TEXT SECTION —

— START —

So the forum software is programmed to recognize a mobile device and display these new ads in addition to the old ones. However, mobile users don't even get the mobile experience with a mobile skin.

This change makes me visit less and less on my mobile devices.


----------



## Brandon C

ozzman73 said:


> So the forum software is programmed to recognize a mobile device and display these new ads in addition to the old ones.


No, the ads should be the same regardless of what you are viewing them with. There is something amiss that is causing this issue. We are not attempting to display anything different to mobile devices. Soon as we can track this down we will eliminate the problem.



ozzman73 said:


> However, mobile users don't even get the mobile experience with a mobile skin.


That is correct. The current platform does not support mobile devices and the different screen sizes they have.


----------



## realityboy

busyba said:


> On my nexus 5 it's there as well, and tapping the X to close it has very little margin for error, so a lot of the time you end up launching the ad's webpage. So I guess that's going to be lucrative for the owners.


I've opened up their page dozens of times. I still habitually try to zoom in on my iphone to make the x bigger even though I know that the ads just going to resize itself.

It does give me an excuse to get an iphone 6 plus since it will make the x bigger.

— END —

EXERCISE REQUIREMENTS —
**1)** From the forum thread on mobile ads, extract the part that begins with the words containing "I've opened up" and ends with "to resize itself.".
**2)** Answer these questions using the forum thread on mobile ads:
(a) What phone does busyba say shows the ad?
(b) According to Brandon C, what does the current platform not support?
(c) What phone does realityboy say would make the x bigger?
**3)** Shorten the paragraph of the forum thread on mobile ads that begins "No, the ads should be the same" into a list of its main facts.

SOURCE DATA —
— START —

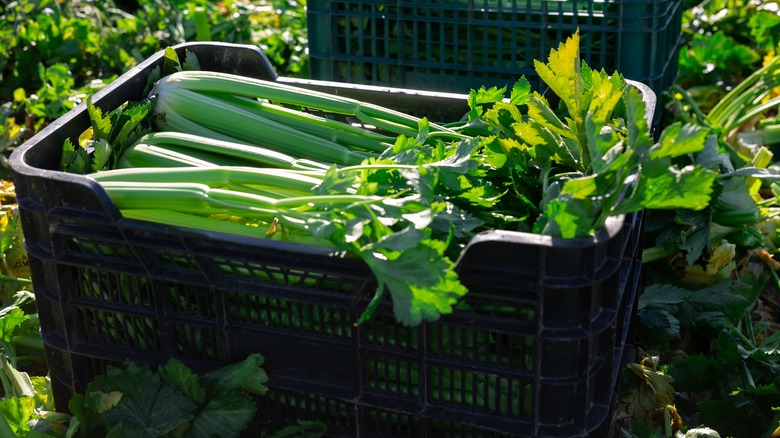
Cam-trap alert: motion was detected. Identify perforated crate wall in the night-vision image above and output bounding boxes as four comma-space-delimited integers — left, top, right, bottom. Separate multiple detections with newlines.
307, 0, 682, 94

— END —

FINAL ANSWERS —
**1)**
I've opened up their page dozens of times. I still habitually try to zoom in on my iphone to make the x bigger even though I know that the ads just going to resize itself.

**2)**
(a) A nexus 5.
(b) Mobile devices and the different screen sizes they have.
(c) An iphone 6 plus.

**3)**
- The ads should be the same no matter what device is used to view them.
- Something is amiss and causing the issue.
- Nothing different is being intentionally displayed to mobile devices.
- The problem will be eliminated once it is tracked down.